▶ [ENTRIES SUPPLIED]:
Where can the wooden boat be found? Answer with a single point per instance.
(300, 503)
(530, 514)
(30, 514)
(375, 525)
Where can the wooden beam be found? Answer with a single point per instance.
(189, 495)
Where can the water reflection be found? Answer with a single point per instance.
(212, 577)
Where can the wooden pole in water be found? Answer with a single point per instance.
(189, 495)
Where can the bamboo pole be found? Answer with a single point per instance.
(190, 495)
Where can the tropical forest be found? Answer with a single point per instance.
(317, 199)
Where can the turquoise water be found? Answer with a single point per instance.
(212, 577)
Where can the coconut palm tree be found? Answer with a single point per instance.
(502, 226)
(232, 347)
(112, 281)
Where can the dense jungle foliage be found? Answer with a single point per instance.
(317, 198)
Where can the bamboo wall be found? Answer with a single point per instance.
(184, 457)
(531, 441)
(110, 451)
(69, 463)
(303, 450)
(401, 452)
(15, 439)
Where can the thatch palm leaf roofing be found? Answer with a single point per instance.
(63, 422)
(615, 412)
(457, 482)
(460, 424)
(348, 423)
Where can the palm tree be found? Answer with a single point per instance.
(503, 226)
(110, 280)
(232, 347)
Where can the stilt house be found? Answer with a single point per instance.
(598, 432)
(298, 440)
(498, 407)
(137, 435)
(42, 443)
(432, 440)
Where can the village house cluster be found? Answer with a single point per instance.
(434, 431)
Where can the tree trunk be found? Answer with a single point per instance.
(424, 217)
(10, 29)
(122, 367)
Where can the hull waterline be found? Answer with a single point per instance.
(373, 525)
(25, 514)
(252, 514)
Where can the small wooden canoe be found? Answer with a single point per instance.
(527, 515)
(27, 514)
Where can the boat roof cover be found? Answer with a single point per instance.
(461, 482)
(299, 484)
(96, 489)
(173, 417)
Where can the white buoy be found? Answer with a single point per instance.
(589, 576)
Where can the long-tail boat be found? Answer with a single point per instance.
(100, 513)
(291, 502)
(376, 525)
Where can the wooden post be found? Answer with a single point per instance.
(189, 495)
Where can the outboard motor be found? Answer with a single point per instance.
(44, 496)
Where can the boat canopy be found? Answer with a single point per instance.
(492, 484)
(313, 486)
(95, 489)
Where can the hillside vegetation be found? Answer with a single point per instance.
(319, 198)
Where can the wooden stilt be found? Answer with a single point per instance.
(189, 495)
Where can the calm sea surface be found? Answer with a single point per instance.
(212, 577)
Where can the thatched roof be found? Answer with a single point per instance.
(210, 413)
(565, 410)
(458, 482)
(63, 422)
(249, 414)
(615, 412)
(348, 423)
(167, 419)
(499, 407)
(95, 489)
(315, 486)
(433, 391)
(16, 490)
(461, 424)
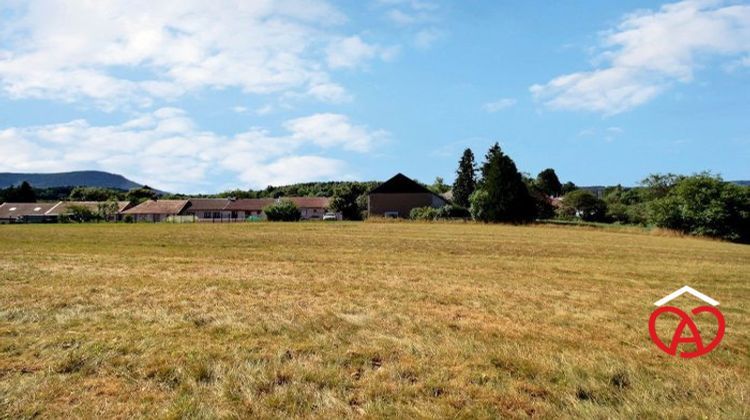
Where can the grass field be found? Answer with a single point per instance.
(360, 319)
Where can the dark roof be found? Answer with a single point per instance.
(309, 202)
(158, 207)
(401, 184)
(13, 210)
(203, 204)
(93, 206)
(249, 204)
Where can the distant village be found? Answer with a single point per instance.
(395, 198)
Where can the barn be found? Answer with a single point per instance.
(399, 195)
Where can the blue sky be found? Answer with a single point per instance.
(193, 96)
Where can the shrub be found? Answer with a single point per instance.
(480, 201)
(704, 205)
(453, 211)
(80, 214)
(282, 211)
(583, 205)
(423, 213)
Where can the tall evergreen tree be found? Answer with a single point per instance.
(505, 196)
(466, 182)
(548, 183)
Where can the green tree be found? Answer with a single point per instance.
(439, 186)
(465, 182)
(347, 200)
(507, 197)
(282, 211)
(583, 205)
(107, 210)
(568, 187)
(80, 214)
(658, 185)
(704, 204)
(423, 213)
(548, 183)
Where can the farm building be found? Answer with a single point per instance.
(27, 212)
(65, 207)
(311, 208)
(157, 210)
(49, 212)
(399, 195)
(211, 210)
(249, 207)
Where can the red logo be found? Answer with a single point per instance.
(686, 320)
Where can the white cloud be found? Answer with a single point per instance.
(608, 134)
(335, 130)
(133, 51)
(648, 52)
(166, 149)
(499, 105)
(352, 51)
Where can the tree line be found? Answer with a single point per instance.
(700, 204)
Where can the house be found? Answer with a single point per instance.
(249, 207)
(311, 208)
(27, 212)
(49, 212)
(399, 195)
(157, 210)
(211, 210)
(65, 207)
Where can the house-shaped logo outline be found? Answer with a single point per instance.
(686, 289)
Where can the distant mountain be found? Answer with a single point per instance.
(69, 179)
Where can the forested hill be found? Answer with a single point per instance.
(69, 179)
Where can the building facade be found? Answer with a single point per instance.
(397, 197)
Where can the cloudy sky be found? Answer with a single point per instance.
(197, 96)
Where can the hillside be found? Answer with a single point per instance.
(69, 179)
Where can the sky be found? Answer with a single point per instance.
(199, 97)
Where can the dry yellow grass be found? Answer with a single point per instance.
(359, 319)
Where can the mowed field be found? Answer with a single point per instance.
(360, 319)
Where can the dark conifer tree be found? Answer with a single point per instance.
(466, 182)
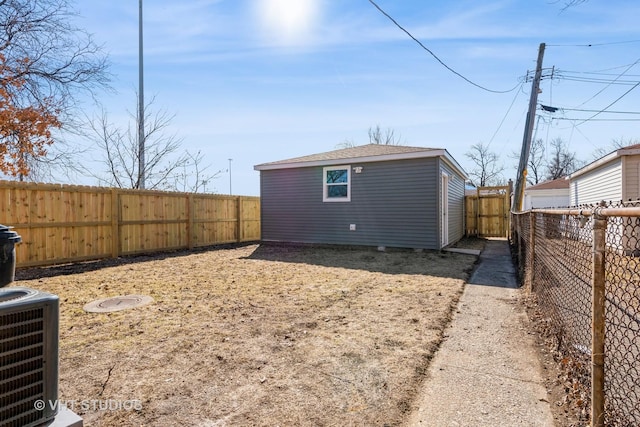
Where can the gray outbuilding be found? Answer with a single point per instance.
(371, 195)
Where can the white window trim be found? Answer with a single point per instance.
(325, 193)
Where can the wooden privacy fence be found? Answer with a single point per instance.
(487, 212)
(65, 223)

▶ [YOUR OBJECTIVE]: Repeat only the lines from the line with "Where can the hillside be" to the end of the entries, including both the first and the last line, and drop every picture.

▶ [ANSWER]:
Where can the hillside be found? Answer with a single point per instance.
(69, 179)
Where can the sky be found? Answer with a single point per instance.
(199, 97)
Where can the dry yellow grass be found? Answer with a single point per instance.
(359, 319)
Where can the mowed field be found? Answer with a single point per instance.
(360, 319)
Where can the dark conifer tree be found? Answer with a single point per instance.
(466, 182)
Where can the gray outbuilding be found? Answer with a single point per instance.
(371, 195)
Where can the white window trim be found? Answer with a single point per instance.
(325, 193)
Where can the wooden privacy fence be found? Answer with a single point per instance.
(487, 212)
(65, 223)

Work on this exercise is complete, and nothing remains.